:: MATERIAL FOR THE TASK ::

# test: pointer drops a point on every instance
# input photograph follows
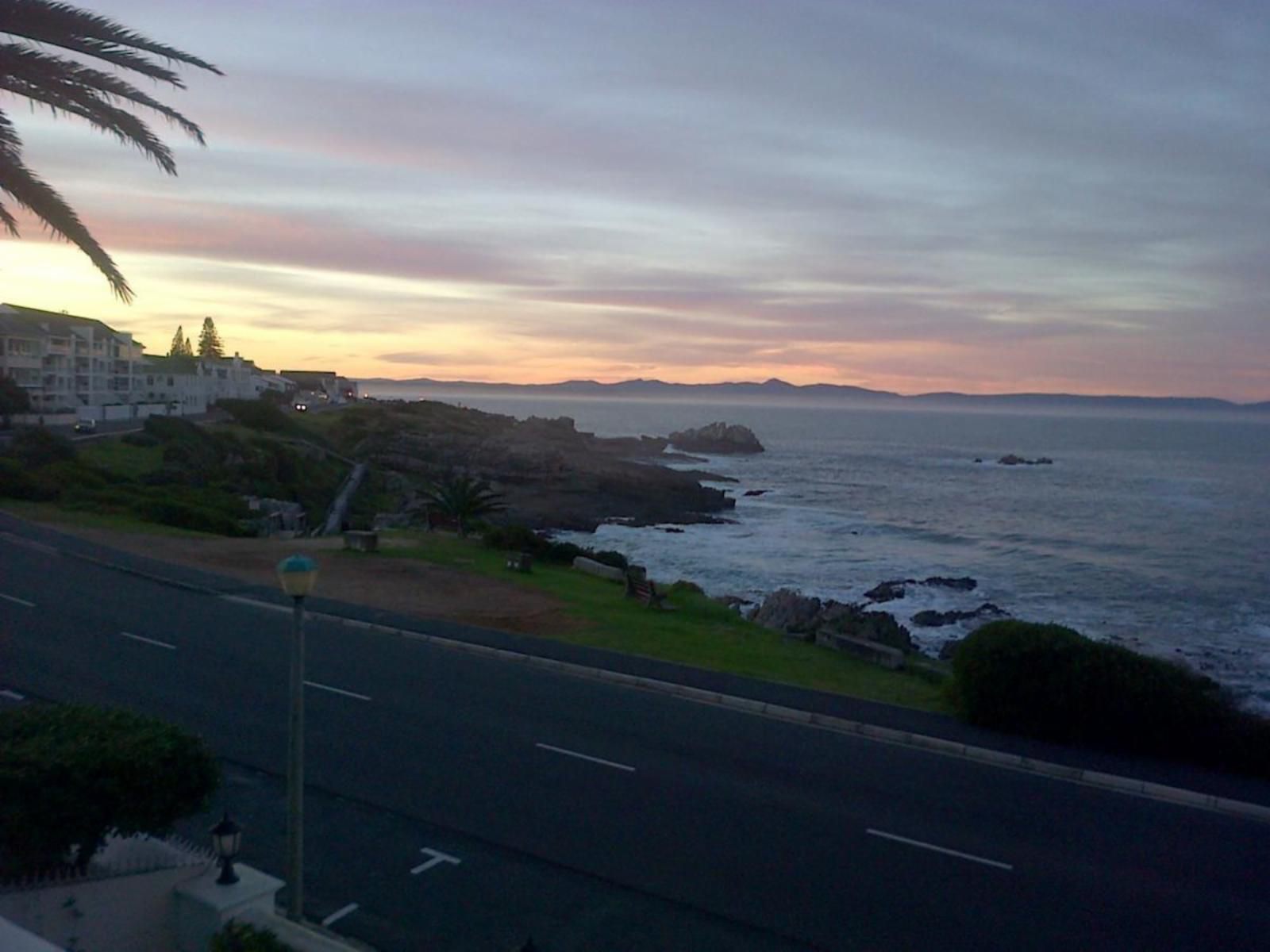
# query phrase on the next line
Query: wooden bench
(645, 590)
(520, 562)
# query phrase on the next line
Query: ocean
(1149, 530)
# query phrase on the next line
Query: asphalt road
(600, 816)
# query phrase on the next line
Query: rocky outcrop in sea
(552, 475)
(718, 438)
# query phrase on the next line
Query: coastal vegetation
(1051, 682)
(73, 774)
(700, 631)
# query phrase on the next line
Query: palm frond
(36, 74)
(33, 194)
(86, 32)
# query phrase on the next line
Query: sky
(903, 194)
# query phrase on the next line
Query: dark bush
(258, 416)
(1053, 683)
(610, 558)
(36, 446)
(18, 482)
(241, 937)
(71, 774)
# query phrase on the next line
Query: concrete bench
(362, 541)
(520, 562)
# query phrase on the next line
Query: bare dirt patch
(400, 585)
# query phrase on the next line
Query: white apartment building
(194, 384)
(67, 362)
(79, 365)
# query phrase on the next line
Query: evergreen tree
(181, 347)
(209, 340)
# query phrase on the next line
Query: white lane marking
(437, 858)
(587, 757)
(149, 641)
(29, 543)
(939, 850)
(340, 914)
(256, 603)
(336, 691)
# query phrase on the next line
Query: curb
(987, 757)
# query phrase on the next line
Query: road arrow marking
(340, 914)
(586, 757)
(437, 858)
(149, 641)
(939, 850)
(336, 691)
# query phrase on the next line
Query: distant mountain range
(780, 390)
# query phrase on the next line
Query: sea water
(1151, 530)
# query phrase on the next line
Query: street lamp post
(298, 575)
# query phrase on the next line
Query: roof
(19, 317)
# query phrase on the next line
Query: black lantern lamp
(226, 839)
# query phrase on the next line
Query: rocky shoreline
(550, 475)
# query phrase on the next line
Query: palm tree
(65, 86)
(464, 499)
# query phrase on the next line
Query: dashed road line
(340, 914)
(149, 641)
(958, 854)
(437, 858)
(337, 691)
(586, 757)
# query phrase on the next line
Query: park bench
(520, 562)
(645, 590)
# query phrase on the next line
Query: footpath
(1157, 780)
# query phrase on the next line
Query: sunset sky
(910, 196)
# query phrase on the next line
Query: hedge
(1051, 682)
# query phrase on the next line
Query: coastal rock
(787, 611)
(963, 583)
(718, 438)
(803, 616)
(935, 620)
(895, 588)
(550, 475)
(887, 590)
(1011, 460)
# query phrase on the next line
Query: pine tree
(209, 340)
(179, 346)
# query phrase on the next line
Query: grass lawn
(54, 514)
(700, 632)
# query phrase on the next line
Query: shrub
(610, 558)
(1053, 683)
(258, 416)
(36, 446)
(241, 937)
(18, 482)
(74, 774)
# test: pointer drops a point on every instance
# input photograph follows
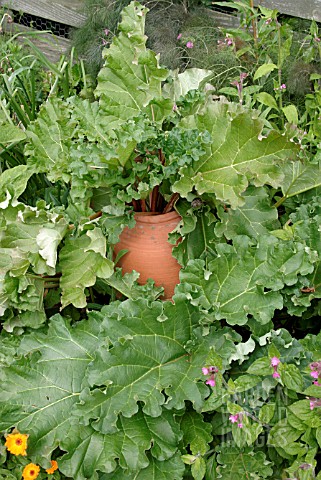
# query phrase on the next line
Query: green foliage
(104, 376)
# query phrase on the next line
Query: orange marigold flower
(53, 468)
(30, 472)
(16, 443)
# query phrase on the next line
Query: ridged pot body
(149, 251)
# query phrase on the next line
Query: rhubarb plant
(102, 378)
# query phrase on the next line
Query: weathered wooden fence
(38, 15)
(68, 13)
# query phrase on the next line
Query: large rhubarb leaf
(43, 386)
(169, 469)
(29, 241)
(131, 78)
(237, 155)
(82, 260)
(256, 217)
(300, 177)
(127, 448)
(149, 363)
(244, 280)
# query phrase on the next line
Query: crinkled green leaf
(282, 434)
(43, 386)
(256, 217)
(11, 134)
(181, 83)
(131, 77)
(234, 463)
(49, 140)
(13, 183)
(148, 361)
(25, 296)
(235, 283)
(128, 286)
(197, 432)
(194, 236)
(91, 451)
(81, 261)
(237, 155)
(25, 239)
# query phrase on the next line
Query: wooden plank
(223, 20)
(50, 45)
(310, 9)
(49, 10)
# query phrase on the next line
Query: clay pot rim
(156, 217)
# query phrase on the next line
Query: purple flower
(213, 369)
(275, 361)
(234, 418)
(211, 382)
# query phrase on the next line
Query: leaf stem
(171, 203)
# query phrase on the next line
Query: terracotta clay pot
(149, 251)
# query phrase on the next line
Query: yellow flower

:::

* TASK TO COMPLETE: Rewrite all of the records above, replacing "query phrase" with "search phrase" wherever it appears and keeping everything else unchanged. Omit the pictures from your answer.

* EXERCISE OUTPUT:
# test: pointer drops a point on every instance
# input photograph follows
# search phrase on the next line
Query: wooden bench
(645, 590)
(520, 562)
# search phrase on the next line
Query: ocean
(1149, 530)
# search phrase on the next line
Query: asphalt road
(600, 816)
# search phrase on the next line
Query: rocky outcrop in sea
(552, 475)
(718, 438)
# search phrase on the next line
Query: coastal vegetation
(1051, 682)
(73, 774)
(700, 631)
# search phrase on the next line
Query: palm frond
(36, 74)
(33, 194)
(86, 32)
# search phrase on the next line
Query: sky
(903, 194)
# search phrase on the next line
Query: dark bush
(258, 416)
(1053, 683)
(610, 558)
(36, 446)
(18, 482)
(241, 937)
(71, 774)
# search phrase on the next line
Query: concrete bench
(362, 541)
(520, 562)
# search phrase on the next line
Query: bare dirt patch
(400, 585)
# search phrase on the next line
Query: white apartment building
(194, 384)
(67, 362)
(79, 365)
# search phrase on the next line
Query: evergreen tree
(181, 347)
(209, 340)
# search phrase on the next line
Query: white lane marking
(437, 858)
(587, 757)
(149, 641)
(29, 543)
(939, 850)
(340, 914)
(256, 603)
(336, 691)
# search phrase on the next line
Query: curb
(987, 757)
# search phrase on the next line
Query: road arrow marking
(340, 914)
(586, 757)
(437, 858)
(149, 641)
(939, 850)
(336, 691)
# search phrase on the next line
Query: distant mountain range
(780, 390)
# search phrase on the next line
Query: sea water
(1151, 530)
# search phrase on the next line
Query: street lamp post
(298, 575)
# search phrase on the next line
Query: roof
(19, 317)
# search phrase on the next line
Query: black lantern lamp
(226, 839)
# search phrase on the next line
Query: rocky shoreline
(550, 475)
# search phrase on the next line
Query: palm tree
(65, 86)
(464, 499)
# search phrase on the next line
Query: dashed road line
(340, 914)
(149, 641)
(958, 854)
(437, 858)
(337, 691)
(586, 757)
# search phrase on the next line
Query: park bench
(520, 562)
(645, 590)
# search phrase on the next line
Query: footpath
(1157, 780)
# search phrase on the next line
Query: sunset sky
(910, 196)
# search phrase on the next line
Query: hedge
(1051, 682)
# search phrase on the next line
Query: coastal rock
(787, 611)
(963, 583)
(718, 438)
(803, 616)
(935, 620)
(895, 588)
(550, 475)
(887, 590)
(1011, 460)
# search phrase on the next line
Query: pine tree
(209, 340)
(179, 346)
# search phrase on the next line
Query: grass lawn
(54, 514)
(700, 632)
# search phrase on the next line
Query: shrub
(610, 558)
(1053, 683)
(258, 416)
(36, 446)
(241, 937)
(18, 482)
(74, 774)
# test: pointer drops a point on every instance
# input photograph follows
# search phrase on the next line
Query: green foliage
(104, 376)
# search phrase on the next line
Query: orange marigold flower
(53, 468)
(30, 472)
(16, 443)
# search phrase on the next line
Query: ridged pot body
(149, 251)
# search phrase on the next line
Query: rhubarb plant
(102, 378)
# search phrase on the next line
Query: weathered wooden fence
(38, 15)
(68, 13)
# search phrase on the next line
Query: large rhubarb leaf
(43, 386)
(169, 469)
(29, 241)
(131, 78)
(237, 155)
(82, 260)
(256, 217)
(300, 177)
(127, 448)
(149, 363)
(244, 280)
# search phrase on the next line
Query: crinkled green leaf
(282, 434)
(43, 386)
(256, 217)
(11, 134)
(181, 83)
(131, 77)
(234, 463)
(49, 140)
(13, 183)
(148, 361)
(25, 296)
(235, 283)
(128, 286)
(197, 432)
(194, 236)
(91, 451)
(81, 261)
(237, 155)
(25, 239)
# search phrase on the next line
Query: wooden plank
(223, 20)
(50, 45)
(310, 9)
(49, 10)
# search phrase on the next line
Query: clay pot rim
(156, 217)
# search phrase on the next line
Query: purple flower
(213, 369)
(275, 361)
(234, 418)
(211, 382)
# search phrase on the next line
Query: leaf stem
(171, 203)
# search phrase on the next line
Query: terracotta clay pot
(149, 251)
# search phrase on the next line
Query: yellow flower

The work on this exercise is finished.